● **Exercise directions**
Collect each line below that contains the word "with", and copy them out in order.

● **Raw data**
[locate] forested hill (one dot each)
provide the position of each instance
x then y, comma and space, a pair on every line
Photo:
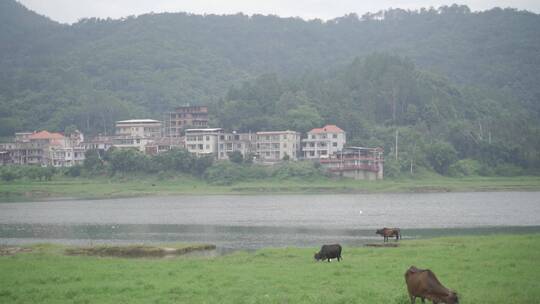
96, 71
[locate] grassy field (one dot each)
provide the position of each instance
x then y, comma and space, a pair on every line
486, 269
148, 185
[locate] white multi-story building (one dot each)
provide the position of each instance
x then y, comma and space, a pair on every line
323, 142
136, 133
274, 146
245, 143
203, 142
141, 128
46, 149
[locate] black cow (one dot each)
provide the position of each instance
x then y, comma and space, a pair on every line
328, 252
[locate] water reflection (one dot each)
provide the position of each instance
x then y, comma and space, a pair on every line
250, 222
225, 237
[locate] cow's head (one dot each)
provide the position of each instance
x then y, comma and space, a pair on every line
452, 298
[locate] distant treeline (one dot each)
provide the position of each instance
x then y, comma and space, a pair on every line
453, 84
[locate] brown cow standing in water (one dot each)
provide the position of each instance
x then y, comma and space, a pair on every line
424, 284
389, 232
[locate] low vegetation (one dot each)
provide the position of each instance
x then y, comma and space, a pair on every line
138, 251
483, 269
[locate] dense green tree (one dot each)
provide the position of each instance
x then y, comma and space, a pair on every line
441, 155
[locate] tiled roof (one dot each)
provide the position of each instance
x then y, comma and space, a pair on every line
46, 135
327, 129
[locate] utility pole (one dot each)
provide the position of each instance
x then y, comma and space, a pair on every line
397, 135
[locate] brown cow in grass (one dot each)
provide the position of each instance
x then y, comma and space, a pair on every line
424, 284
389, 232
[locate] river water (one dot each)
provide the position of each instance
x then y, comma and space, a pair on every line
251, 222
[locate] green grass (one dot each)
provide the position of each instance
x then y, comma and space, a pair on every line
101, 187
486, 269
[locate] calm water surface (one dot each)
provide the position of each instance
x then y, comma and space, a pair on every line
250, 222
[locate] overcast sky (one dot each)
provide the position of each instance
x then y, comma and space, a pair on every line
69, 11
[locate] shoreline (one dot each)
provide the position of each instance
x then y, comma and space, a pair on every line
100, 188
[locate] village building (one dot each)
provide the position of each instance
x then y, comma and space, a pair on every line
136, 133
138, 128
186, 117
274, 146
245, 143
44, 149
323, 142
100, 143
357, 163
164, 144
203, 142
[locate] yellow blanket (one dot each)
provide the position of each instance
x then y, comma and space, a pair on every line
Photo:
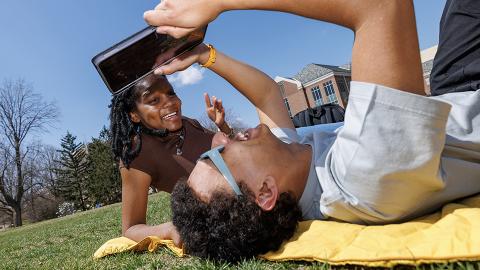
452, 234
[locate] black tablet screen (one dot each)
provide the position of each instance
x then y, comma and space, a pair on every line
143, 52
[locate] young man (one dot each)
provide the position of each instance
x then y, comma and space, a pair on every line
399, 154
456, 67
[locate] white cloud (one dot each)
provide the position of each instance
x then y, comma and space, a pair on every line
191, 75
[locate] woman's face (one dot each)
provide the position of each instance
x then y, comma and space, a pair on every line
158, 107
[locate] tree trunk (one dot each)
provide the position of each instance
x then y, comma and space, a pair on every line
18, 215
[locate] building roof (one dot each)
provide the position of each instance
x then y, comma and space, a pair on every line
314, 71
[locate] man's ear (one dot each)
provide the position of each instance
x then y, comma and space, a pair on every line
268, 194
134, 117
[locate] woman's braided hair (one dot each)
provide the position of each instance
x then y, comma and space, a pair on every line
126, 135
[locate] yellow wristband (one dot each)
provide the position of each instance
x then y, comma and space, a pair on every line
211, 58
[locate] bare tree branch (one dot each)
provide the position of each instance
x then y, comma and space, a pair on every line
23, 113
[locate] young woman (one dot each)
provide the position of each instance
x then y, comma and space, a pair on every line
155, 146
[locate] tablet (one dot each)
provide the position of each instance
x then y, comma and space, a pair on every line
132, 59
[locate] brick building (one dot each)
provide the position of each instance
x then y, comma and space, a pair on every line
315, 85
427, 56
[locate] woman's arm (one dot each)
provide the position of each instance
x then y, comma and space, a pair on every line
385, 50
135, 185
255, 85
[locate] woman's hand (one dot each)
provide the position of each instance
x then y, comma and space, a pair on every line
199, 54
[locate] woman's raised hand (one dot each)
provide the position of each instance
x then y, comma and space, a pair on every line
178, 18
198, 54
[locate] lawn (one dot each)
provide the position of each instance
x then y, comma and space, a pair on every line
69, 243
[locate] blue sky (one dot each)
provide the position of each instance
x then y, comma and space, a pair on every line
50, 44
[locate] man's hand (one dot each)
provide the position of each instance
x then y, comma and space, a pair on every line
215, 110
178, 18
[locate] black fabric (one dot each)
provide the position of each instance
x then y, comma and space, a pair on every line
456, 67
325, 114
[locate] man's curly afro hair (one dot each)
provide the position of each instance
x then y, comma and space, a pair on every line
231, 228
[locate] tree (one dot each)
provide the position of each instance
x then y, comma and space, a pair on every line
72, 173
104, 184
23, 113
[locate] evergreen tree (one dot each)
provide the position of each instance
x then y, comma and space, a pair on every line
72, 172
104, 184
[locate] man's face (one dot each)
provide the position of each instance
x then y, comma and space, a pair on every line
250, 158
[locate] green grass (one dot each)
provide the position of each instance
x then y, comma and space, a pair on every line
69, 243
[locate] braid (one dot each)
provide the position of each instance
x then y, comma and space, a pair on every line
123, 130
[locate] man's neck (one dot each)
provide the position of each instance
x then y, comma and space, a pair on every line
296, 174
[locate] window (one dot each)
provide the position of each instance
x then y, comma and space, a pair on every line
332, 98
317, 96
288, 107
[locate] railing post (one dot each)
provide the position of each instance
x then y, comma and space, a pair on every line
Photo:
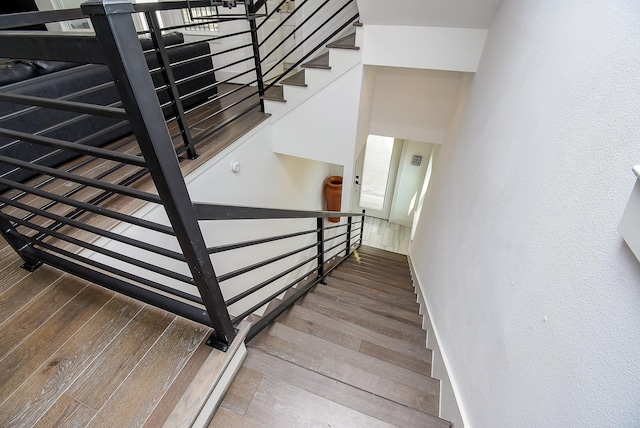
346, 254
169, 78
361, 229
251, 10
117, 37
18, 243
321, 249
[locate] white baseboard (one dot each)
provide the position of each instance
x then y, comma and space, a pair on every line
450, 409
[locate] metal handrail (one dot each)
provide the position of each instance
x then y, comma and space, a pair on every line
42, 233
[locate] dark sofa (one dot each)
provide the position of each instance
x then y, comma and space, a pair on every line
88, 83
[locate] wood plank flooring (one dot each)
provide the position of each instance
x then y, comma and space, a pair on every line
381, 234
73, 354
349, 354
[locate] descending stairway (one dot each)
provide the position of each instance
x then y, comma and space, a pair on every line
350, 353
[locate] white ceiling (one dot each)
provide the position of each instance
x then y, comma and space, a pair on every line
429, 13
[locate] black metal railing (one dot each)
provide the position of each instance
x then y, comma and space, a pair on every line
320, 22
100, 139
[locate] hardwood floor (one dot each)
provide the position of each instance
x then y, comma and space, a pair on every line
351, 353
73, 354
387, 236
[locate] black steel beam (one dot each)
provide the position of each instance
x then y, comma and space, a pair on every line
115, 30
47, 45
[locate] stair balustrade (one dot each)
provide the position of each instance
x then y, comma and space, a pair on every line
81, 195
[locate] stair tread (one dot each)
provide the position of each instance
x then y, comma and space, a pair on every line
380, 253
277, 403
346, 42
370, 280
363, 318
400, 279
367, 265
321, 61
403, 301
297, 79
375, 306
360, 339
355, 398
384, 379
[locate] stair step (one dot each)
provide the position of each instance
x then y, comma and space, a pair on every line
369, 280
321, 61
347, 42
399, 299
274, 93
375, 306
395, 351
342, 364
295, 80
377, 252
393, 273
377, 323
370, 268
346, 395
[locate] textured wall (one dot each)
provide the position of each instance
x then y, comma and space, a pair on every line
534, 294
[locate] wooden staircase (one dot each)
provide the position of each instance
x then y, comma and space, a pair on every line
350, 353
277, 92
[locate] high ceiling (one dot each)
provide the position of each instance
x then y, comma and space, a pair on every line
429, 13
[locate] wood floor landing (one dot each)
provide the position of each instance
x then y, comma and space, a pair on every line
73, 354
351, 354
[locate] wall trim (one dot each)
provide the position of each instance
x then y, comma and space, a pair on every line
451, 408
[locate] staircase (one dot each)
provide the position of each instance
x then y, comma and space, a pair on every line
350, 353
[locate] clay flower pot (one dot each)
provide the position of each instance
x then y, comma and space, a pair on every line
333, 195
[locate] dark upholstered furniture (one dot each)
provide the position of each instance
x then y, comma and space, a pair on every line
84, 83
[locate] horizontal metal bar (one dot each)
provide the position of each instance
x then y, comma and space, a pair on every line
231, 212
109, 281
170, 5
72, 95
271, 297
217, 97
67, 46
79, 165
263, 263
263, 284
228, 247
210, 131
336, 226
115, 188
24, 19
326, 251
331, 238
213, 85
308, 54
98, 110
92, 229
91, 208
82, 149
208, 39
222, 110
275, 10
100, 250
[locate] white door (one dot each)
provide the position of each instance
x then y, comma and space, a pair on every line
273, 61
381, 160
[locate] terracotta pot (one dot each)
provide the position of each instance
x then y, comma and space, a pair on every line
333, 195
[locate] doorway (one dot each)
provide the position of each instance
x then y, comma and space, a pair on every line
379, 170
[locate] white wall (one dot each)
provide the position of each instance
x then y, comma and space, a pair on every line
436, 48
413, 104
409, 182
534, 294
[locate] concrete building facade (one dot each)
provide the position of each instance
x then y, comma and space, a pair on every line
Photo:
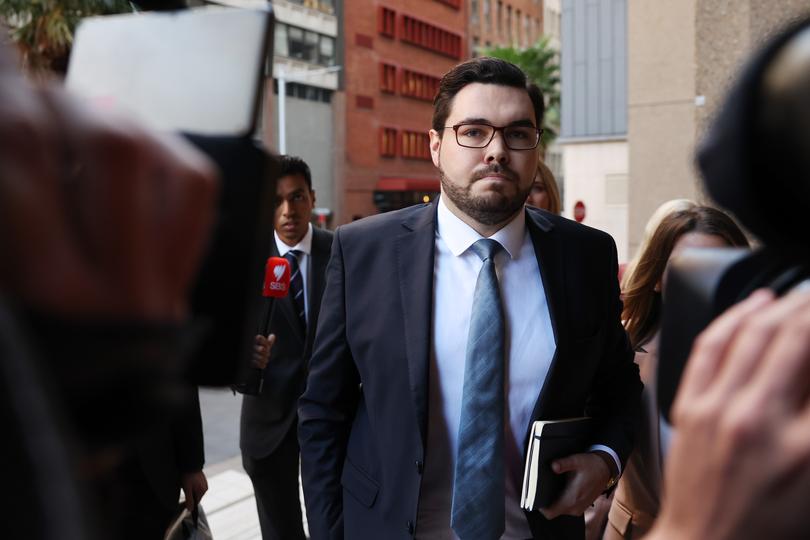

...

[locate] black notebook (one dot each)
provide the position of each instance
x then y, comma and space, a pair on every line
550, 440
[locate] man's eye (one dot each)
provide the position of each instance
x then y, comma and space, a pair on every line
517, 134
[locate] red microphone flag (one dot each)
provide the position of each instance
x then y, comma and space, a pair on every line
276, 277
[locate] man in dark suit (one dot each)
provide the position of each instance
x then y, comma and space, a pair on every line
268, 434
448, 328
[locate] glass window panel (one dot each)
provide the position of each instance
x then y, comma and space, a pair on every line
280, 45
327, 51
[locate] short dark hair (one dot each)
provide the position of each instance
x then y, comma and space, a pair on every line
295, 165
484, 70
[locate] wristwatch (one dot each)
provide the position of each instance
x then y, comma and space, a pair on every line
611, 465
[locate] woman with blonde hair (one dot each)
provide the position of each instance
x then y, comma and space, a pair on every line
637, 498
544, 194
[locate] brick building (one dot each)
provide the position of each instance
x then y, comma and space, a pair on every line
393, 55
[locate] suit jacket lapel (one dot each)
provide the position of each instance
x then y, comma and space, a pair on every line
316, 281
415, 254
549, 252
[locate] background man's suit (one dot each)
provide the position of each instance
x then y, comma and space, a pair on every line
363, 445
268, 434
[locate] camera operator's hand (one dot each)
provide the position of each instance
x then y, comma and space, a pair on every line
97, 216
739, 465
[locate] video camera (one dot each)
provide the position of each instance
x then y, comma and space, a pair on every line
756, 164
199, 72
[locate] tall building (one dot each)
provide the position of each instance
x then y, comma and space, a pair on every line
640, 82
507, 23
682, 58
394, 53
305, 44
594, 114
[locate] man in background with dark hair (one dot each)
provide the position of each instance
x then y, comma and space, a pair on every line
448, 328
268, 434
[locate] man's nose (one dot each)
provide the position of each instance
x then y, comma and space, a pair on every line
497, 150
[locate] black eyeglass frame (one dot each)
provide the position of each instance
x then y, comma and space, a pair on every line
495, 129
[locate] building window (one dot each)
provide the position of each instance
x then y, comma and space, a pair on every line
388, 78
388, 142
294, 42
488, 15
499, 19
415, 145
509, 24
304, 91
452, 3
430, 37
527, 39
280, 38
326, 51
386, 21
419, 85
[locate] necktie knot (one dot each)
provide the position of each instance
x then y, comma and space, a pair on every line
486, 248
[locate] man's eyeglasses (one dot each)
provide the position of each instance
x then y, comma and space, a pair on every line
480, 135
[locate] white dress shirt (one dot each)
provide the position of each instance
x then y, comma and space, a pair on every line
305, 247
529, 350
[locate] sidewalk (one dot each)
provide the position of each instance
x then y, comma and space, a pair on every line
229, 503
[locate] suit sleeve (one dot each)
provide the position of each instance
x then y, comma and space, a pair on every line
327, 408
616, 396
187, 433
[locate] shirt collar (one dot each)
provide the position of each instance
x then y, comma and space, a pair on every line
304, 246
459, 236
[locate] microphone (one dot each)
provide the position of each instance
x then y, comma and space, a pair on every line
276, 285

● **Result of the task**
[locate] woman with blonde hair (one dot each)
[locate] man in background with dark hair (one dot each)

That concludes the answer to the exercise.